[START Supplied records]
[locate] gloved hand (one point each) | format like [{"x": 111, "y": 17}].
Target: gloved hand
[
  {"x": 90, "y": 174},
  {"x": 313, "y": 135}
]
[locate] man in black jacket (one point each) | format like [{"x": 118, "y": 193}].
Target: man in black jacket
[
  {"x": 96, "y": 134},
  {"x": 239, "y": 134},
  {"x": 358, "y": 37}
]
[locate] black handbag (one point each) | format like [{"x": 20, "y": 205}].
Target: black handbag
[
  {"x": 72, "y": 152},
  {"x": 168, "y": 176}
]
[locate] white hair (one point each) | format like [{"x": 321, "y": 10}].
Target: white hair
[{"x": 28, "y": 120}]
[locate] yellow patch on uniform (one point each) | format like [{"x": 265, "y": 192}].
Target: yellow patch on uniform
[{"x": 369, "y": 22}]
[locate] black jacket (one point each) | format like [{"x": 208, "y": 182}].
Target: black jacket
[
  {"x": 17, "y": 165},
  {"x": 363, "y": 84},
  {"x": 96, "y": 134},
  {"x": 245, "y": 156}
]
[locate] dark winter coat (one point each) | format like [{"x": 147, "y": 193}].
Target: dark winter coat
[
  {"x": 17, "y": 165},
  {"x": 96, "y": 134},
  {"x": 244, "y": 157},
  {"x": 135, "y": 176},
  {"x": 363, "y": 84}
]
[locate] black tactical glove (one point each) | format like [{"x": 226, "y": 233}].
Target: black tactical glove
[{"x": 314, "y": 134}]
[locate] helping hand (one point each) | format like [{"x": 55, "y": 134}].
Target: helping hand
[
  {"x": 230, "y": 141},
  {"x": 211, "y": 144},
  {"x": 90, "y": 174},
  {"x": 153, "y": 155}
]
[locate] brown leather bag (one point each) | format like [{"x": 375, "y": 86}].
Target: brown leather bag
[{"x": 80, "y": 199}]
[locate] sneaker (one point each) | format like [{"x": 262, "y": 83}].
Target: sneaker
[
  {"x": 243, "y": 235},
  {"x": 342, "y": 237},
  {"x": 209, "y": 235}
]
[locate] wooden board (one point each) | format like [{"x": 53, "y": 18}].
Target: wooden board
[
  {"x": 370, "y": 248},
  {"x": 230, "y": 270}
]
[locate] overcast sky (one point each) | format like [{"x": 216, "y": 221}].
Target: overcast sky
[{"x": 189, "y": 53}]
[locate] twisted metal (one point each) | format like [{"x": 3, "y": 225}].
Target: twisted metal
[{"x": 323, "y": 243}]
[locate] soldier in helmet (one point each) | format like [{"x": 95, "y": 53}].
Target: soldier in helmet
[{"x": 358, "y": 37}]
[END Supplied records]
Exercise objective: Revise the listing so that every "sneaker" reads "athletic shoe", leaving all other text unchanged.

Exercise answer:
[locate] gloved hand (one point each) | format like [{"x": 111, "y": 17}].
Target: gloved hand
[
  {"x": 90, "y": 174},
  {"x": 313, "y": 135}
]
[locate] man in black jacket (one point each) | format like [{"x": 118, "y": 193}].
Target: man in black jacket
[
  {"x": 96, "y": 134},
  {"x": 239, "y": 134},
  {"x": 358, "y": 37}
]
[locate] black handbag (one point each) | format like [{"x": 20, "y": 205}].
Target: black handbag
[
  {"x": 72, "y": 152},
  {"x": 168, "y": 176}
]
[locate] white hair (one point each) | format like [{"x": 321, "y": 10}].
Target: white hair
[{"x": 28, "y": 120}]
[locate] yellow patch on uniform (one point each) | format like [{"x": 265, "y": 192}].
Target: yellow patch on uniform
[{"x": 369, "y": 22}]
[locate] black jacket (one point each) | format like [{"x": 208, "y": 182}].
Target: black jacket
[
  {"x": 17, "y": 165},
  {"x": 363, "y": 84},
  {"x": 96, "y": 134},
  {"x": 245, "y": 156}
]
[locate] dark winter coat (one point each) | format like [{"x": 147, "y": 193}].
Target: dark winter coat
[
  {"x": 17, "y": 165},
  {"x": 96, "y": 134},
  {"x": 244, "y": 157},
  {"x": 135, "y": 176},
  {"x": 363, "y": 84}
]
[locate] black tactical glove (one point each) | format like [{"x": 226, "y": 233}].
Target: black tactical glove
[{"x": 314, "y": 134}]
[locate] helping hand (one point each) | format like [{"x": 55, "y": 134}].
Target: helping hand
[
  {"x": 230, "y": 141},
  {"x": 211, "y": 144},
  {"x": 90, "y": 174},
  {"x": 153, "y": 155}
]
[locate] brown leather bag (one point each) | format like [{"x": 375, "y": 86}].
Target: brown leather bag
[{"x": 80, "y": 199}]
[locate] athletic shoe (one point each) | format like [{"x": 262, "y": 83}].
Target: athletic shoe
[
  {"x": 243, "y": 235},
  {"x": 342, "y": 237},
  {"x": 209, "y": 235}
]
[locate] wooden board (one point each) | format like [{"x": 53, "y": 18}].
Target: wooden board
[
  {"x": 370, "y": 248},
  {"x": 230, "y": 270}
]
[locate] overcast sky (one point each) | format like [{"x": 216, "y": 221}].
Target: overcast sky
[{"x": 189, "y": 53}]
[locate] twisted metal (one point each) | format like [{"x": 3, "y": 225}].
Target: twisted metal
[{"x": 323, "y": 243}]
[locate] soldier in helmet (one point each) | format like [{"x": 95, "y": 53}].
Target: soldier in helmet
[{"x": 358, "y": 37}]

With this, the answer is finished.